What is required: Only the lines from the one holding "Task: indicate the front lawn" to the final line of the material below belong in the answer, transcribed exactly.

Dataset excerpts:
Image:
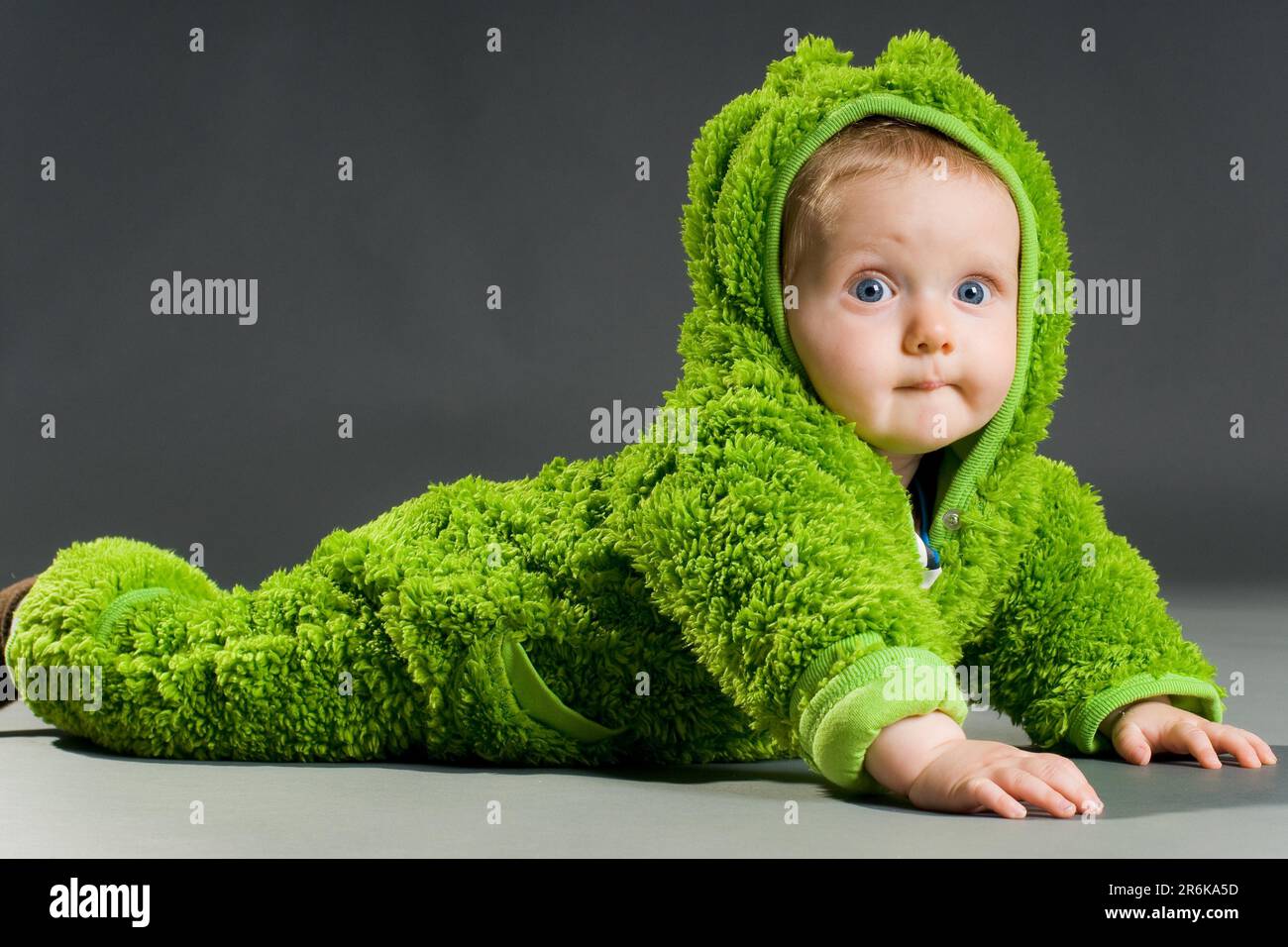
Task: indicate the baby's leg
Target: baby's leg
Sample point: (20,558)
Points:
(132,647)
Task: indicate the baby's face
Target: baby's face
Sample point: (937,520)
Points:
(917,281)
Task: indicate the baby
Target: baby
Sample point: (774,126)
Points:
(905,250)
(861,512)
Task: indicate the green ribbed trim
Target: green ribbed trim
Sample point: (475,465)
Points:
(850,724)
(961,493)
(541,703)
(121,604)
(1197,696)
(818,668)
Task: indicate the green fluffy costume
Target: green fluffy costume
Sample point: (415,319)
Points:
(738,598)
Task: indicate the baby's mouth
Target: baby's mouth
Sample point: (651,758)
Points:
(926,385)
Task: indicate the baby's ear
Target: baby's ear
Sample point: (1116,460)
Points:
(918,48)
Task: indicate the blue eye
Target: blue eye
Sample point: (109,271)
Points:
(871,290)
(973,291)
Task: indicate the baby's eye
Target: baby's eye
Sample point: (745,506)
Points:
(973,291)
(870,289)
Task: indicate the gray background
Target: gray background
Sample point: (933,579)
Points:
(518,169)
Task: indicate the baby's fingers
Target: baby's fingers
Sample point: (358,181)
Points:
(1024,785)
(1194,741)
(991,796)
(1132,745)
(1239,744)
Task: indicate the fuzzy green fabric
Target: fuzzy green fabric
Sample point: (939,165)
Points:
(754,594)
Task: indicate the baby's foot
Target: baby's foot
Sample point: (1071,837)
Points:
(9,599)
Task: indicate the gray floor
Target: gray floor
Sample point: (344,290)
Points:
(64,797)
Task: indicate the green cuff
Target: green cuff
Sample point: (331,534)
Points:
(1189,693)
(881,686)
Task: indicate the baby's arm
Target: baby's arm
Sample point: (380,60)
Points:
(793,587)
(930,761)
(1085,630)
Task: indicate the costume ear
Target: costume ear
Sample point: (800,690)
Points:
(918,48)
(811,52)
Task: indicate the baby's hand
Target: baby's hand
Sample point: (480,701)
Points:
(973,776)
(1155,724)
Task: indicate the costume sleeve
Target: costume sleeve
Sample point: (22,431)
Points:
(1085,630)
(799,594)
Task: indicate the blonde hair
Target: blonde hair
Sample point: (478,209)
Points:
(870,146)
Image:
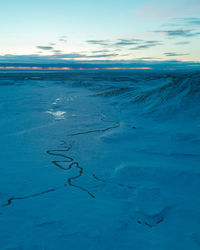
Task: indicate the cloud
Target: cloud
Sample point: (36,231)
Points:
(56,51)
(147,44)
(99,42)
(184,21)
(47,62)
(101,55)
(179,33)
(63,39)
(127,42)
(45,47)
(182,43)
(175,54)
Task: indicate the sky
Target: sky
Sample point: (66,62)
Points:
(89,31)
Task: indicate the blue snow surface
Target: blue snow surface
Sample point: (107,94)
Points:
(99,160)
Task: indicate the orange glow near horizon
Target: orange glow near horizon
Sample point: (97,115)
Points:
(66,68)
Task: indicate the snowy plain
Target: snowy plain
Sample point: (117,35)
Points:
(99,160)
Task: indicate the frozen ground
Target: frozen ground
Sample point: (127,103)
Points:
(103,161)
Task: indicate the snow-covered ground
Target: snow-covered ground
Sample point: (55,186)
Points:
(106,161)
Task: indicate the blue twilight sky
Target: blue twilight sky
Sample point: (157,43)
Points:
(90,30)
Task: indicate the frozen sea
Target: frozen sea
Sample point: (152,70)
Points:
(99,160)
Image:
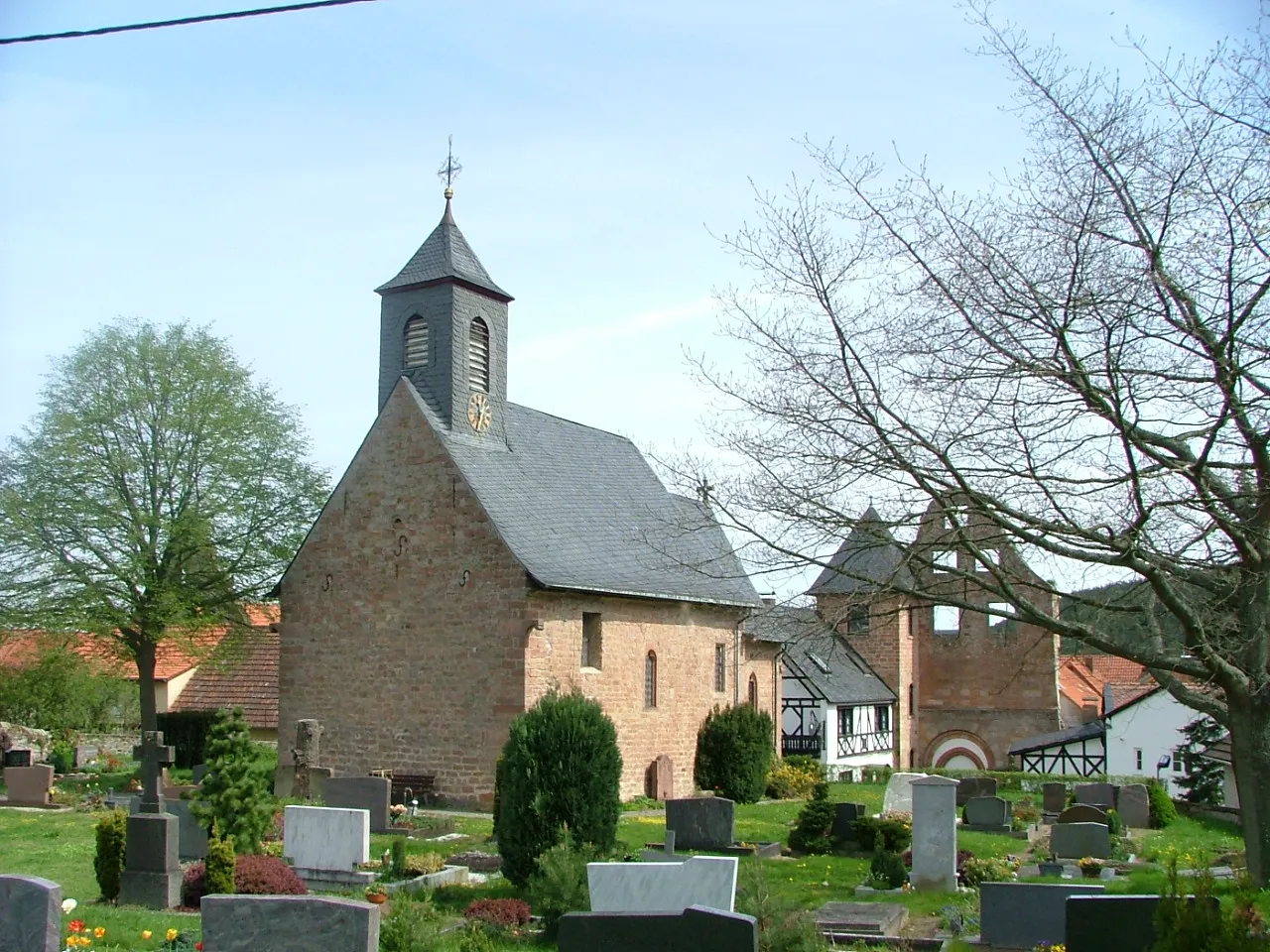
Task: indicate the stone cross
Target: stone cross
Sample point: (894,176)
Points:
(154,756)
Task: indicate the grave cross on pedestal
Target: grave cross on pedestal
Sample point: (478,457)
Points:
(154,756)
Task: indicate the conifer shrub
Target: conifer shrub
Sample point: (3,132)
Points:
(813,830)
(561,769)
(112,837)
(236,789)
(734,752)
(218,865)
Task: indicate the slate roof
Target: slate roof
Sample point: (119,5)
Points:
(581,509)
(870,558)
(243,671)
(1082,731)
(815,652)
(444,254)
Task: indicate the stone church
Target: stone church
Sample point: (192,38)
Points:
(477,553)
(969,682)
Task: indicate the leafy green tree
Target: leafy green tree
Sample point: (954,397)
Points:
(1205,778)
(235,794)
(158,488)
(60,692)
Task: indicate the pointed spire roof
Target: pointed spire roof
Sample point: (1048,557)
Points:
(445,255)
(870,558)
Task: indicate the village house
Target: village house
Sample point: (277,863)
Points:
(477,553)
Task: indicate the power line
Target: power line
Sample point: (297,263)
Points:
(183,22)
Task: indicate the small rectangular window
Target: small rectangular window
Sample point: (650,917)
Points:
(998,613)
(592,640)
(948,620)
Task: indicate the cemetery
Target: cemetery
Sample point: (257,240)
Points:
(984,865)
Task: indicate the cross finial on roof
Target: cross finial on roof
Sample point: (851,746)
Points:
(449,171)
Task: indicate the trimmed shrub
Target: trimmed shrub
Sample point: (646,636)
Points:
(218,865)
(253,875)
(504,912)
(1162,810)
(734,751)
(236,791)
(559,884)
(562,769)
(813,830)
(112,838)
(889,867)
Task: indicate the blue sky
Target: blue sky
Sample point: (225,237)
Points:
(263,176)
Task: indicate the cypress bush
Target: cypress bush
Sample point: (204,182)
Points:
(112,837)
(734,752)
(561,769)
(218,864)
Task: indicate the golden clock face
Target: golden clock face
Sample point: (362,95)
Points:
(479,413)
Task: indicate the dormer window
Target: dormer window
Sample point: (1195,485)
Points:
(477,356)
(416,344)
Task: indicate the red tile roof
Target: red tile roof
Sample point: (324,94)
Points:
(241,673)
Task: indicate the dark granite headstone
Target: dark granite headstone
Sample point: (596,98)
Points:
(289,924)
(1076,841)
(361,793)
(988,815)
(843,819)
(969,787)
(31,914)
(695,929)
(701,823)
(1082,812)
(1025,914)
(1101,794)
(1053,797)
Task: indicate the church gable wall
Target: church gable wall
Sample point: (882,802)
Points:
(404,619)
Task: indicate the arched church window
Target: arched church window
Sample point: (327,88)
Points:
(651,679)
(477,356)
(416,343)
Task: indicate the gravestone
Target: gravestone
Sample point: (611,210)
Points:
(1053,797)
(368,793)
(970,787)
(1026,914)
(151,866)
(843,819)
(701,823)
(1133,803)
(1082,812)
(934,834)
(691,930)
(1075,841)
(899,794)
(706,881)
(1101,794)
(325,844)
(1111,923)
(289,924)
(31,914)
(861,918)
(661,775)
(988,815)
(30,785)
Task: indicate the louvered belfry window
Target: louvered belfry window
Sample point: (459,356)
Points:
(477,356)
(416,343)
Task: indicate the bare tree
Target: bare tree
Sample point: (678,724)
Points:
(1076,361)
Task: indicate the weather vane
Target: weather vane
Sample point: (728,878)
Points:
(449,171)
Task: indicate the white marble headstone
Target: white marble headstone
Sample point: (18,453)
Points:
(707,881)
(899,792)
(325,837)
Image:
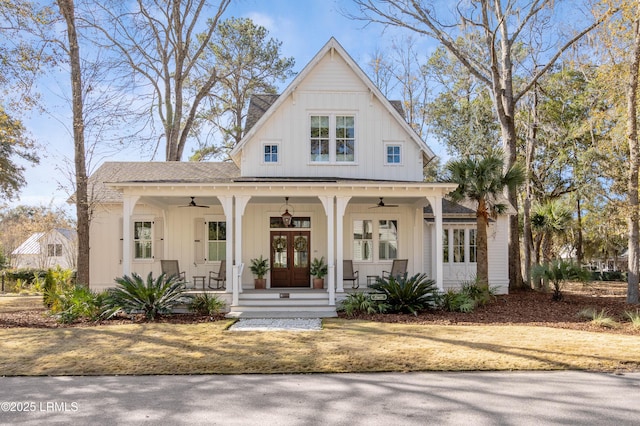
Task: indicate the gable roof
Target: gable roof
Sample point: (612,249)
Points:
(32,244)
(156,172)
(267,104)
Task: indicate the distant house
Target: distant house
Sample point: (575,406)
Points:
(47,250)
(329,168)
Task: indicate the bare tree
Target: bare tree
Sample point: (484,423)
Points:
(634,163)
(499,38)
(67,9)
(157,48)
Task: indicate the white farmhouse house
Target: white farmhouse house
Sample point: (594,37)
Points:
(330,151)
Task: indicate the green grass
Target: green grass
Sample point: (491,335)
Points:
(600,319)
(342,346)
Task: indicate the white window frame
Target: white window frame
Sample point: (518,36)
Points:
(332,137)
(265,144)
(448,244)
(364,241)
(134,220)
(218,219)
(55,250)
(375,237)
(393,144)
(387,245)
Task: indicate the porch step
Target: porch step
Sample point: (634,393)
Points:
(283,303)
(268,312)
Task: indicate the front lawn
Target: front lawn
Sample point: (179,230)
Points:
(501,336)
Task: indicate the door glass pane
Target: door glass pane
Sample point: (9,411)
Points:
(300,251)
(280,259)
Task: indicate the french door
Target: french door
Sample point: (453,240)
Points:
(290,258)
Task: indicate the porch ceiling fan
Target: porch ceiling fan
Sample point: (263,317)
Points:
(193,204)
(381,203)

Solution to this problem:
Task: indicate the front lawn
Target: front lawn
Sample point: (179,230)
Points:
(501,336)
Task: indicate the door glass pane
Target: door glass pane
Sample point: (9,411)
Points:
(300,251)
(280,259)
Task: indicate the french door
Target: french door
Sample point: (453,240)
Points:
(290,258)
Task: indicate the porch ceiling fan
Target: porch ceiling fan
Sample point: (263,317)
Points:
(193,204)
(381,203)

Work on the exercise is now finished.